* _DIRECTION A_: Give the records below as a JSON list of strings, one string per line, from the first line of the records through the line containing "left=287, top=207, right=640, bottom=308", inclusive, omitting blank lines. Leave the pictures out of the list.

— start of SELECTED EXTRACT —

Post by CliffracerX in Code sharing megathread

Viewing post in Code sharing megathread

RISC-06 In Action

A simplified win screen renderer! The code to the left isn't meant to be compiled all at once; just put it in there so it'd be visible.

In that case - perfect time to show it off/talk about it! The RISC-06 is sort of built around the same fundamental ideas as the TC-06 (e.g, instructions & arguments all get stuffed into one memory address, you have versatile-ish registers, self-modifying code is going to be fairly commonplace), but designed to be even more ridiculously minimal. Each memory address is 1 byte, the first 3 bits of which are the op-code, and the last 5 of which are arguments. That means we have 7 main op-codes (8, if you count NIL) - not a whole lot to work with! Most data is byte-based, too - registers, memory addresses, even the data used for the various peripherals. The current default setup is 32 bytes of RAM, a 16x8 1-color monitor, a 256-address (the maximum without making one that needs two GETDATA equivalent ops run to read, or three to write!) drive, and at some point, a keyboard.

-=OVERALL INFO=-
 * 32 bytes of RAM.  One byte = one address.
 * All data in bytes.  ALL DATA.  Even the program counter, meaning a hard max of 256 bytes of RAM and drive space.
 * Two 1-byte registers.  Used by MOV, DAT, OPR, BRN, and more - see op-code documentation for specifics.
 * Runs at 30 Hz.
 * First 3 bits are op-code, meaning there are 8 code slots, with 5 bits of argument space.
 * 256-byte "drive" on port 0.  (literal max because byte-based)
   * Run DAT 1 twice to write to it - first to specify the output address, then the data itself.
   * DAT 0 expects its argument to be the requested address, and returns its contents.
 * 2-color 16x8 monitor on port 1.  (1 bit color, 4 bit X, 3 bit Y)
   * DAT 1 expects first a color bit, then the 4 X bits, then the 3 Y bits, and will draw immediately.
   * DAT 0 expects first a 1-bit flag for COMMAND or COLOR.  If flag is 0, it returns the status of the selected pixel, otherwise the full command, then 4 X bits, then 3 Y bits.
 * This is a "reduced instruction"/simplified version of the TC-06 architecture, potentially to be implemented with homebrew IRL hardware.
 * In theory, it is, like the original TC-06, a TURING COMPLETE system.

— end of SELECTED EXTRACT —

* _DIRECTION B_: Write out the passage of the RISC-06 forum post above that runs from "RISC-06 In Action" through "it'd be visible.", inclusive.

— start of RECORD EXCERPTS —

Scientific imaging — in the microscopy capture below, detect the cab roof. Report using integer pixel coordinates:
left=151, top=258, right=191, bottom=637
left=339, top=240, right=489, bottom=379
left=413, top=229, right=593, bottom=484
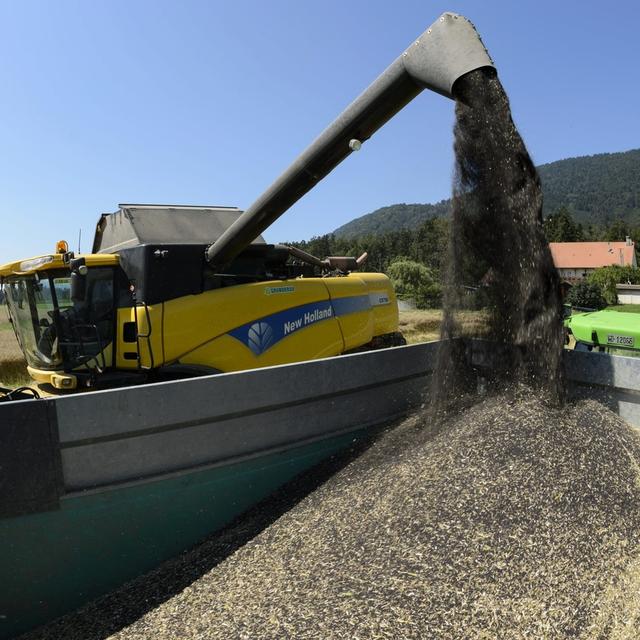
left=0, top=253, right=119, bottom=278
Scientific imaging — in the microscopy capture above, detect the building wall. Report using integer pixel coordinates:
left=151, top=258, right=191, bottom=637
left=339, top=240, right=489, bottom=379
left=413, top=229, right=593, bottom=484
left=558, top=269, right=595, bottom=282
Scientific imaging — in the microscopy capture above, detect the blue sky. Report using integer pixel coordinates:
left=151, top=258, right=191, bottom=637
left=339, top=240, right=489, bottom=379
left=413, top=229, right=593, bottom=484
left=0, top=0, right=640, bottom=263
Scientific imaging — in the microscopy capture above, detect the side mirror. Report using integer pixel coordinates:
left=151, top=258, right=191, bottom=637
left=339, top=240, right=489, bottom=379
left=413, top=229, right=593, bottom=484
left=71, top=271, right=87, bottom=302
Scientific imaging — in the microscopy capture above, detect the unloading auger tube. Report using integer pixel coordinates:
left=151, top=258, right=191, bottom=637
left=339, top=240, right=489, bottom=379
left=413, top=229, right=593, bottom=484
left=207, top=13, right=494, bottom=267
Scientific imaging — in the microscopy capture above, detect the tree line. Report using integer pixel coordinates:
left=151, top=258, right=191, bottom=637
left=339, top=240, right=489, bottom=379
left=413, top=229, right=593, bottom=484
left=287, top=207, right=640, bottom=308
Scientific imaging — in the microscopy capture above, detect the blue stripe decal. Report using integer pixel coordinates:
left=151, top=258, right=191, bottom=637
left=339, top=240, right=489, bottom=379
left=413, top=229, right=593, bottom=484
left=229, top=295, right=371, bottom=356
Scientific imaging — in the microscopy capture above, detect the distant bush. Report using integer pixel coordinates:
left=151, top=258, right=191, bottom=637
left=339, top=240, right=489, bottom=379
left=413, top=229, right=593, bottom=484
left=588, top=265, right=640, bottom=304
left=567, top=282, right=607, bottom=309
left=387, top=257, right=442, bottom=309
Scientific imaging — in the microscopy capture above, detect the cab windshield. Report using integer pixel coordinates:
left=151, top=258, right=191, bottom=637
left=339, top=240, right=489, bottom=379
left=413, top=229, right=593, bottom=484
left=4, top=268, right=114, bottom=371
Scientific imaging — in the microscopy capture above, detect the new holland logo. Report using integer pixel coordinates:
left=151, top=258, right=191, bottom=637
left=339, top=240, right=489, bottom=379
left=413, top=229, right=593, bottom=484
left=247, top=322, right=273, bottom=356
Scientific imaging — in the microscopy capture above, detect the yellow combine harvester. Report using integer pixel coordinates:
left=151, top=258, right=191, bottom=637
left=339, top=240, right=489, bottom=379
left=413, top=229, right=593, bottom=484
left=0, top=205, right=403, bottom=389
left=0, top=13, right=493, bottom=390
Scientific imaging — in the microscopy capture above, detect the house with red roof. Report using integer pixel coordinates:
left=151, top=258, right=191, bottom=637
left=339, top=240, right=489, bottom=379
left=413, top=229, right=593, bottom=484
left=549, top=237, right=638, bottom=284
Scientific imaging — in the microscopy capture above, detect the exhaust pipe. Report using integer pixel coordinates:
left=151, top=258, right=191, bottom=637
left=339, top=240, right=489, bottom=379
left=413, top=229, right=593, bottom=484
left=206, top=13, right=494, bottom=267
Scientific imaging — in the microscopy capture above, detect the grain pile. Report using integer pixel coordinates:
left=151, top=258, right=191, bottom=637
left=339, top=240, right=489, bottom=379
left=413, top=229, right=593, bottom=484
left=20, top=47, right=640, bottom=640
left=25, top=389, right=640, bottom=640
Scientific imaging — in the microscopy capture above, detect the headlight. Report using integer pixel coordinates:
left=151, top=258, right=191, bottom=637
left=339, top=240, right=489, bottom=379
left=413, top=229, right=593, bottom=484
left=20, top=256, right=53, bottom=271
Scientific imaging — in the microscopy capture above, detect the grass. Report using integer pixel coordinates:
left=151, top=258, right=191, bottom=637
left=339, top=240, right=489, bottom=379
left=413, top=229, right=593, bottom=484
left=607, top=304, right=640, bottom=313
left=0, top=310, right=33, bottom=388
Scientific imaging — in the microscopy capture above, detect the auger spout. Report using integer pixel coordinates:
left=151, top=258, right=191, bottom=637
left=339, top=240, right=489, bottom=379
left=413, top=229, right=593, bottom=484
left=206, top=13, right=494, bottom=266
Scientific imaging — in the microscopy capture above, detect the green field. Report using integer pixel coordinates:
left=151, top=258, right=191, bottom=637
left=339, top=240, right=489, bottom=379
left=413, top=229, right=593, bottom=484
left=0, top=314, right=32, bottom=387
left=607, top=304, right=640, bottom=313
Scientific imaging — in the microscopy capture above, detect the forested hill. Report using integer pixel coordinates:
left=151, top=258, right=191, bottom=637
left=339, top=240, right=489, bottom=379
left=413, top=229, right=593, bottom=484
left=334, top=149, right=640, bottom=238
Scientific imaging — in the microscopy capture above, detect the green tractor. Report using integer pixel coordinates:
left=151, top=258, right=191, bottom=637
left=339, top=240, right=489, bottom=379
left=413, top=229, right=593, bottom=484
left=564, top=309, right=640, bottom=356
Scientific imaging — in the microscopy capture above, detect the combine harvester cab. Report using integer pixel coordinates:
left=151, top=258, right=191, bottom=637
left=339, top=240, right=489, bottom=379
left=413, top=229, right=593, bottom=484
left=0, top=205, right=404, bottom=391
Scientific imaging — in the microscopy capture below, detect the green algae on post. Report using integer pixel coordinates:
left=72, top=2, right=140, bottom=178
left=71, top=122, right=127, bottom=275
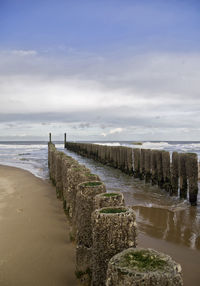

— end of RECORD EXCERPTS —

* _FULL SOLUTION A_:
[
  "Scientific imaging — in the microscopy capture below, detect the cab roof. Report using integer pixel coordinates:",
  "left=151, top=258, right=191, bottom=637",
  "left=339, top=240, right=489, bottom=379",
  "left=413, top=229, right=593, bottom=484",
  "left=0, top=253, right=119, bottom=278",
  "Scientific imaging — in the microscopy capture above, detect the building wall. Report using integer pixel coordinates:",
  "left=151, top=258, right=191, bottom=637",
  "left=339, top=240, right=489, bottom=379",
  "left=413, top=229, right=593, bottom=484",
  "left=558, top=269, right=595, bottom=282",
  "Scientific imaging — in the microscopy capture above, detect the blue sky. Report using integer pixel coordinates:",
  "left=151, top=258, right=191, bottom=637",
  "left=339, top=240, right=489, bottom=379",
  "left=413, top=229, right=593, bottom=484",
  "left=0, top=0, right=640, bottom=263",
  "Scientific imaging — in the microscopy capture above, detect the side mirror. Report using integer pixel coordinates:",
  "left=151, top=258, right=191, bottom=637",
  "left=339, top=240, right=489, bottom=379",
  "left=413, top=229, right=593, bottom=484",
  "left=71, top=271, right=87, bottom=302",
  "Scientific imaging — in the microscopy capture above, detect the unloading auger tube. Report using integer pixel coordinates:",
  "left=151, top=258, right=191, bottom=637",
  "left=339, top=240, right=489, bottom=379",
  "left=413, top=229, right=593, bottom=484",
  "left=207, top=13, right=494, bottom=267",
  "Scientific imaging — in the microscopy capture above, detect the tree line. Report using integer pixel coordinates:",
  "left=151, top=258, right=191, bottom=637",
  "left=339, top=240, right=489, bottom=379",
  "left=413, top=229, right=593, bottom=484",
  "left=287, top=207, right=640, bottom=308"
]

* _FULL SOLUTION B_:
RISC-06 In Action

A simplified win screen renderer! The code to the left isn't meant to be compiled all at once; just put it in there so it'd be visible.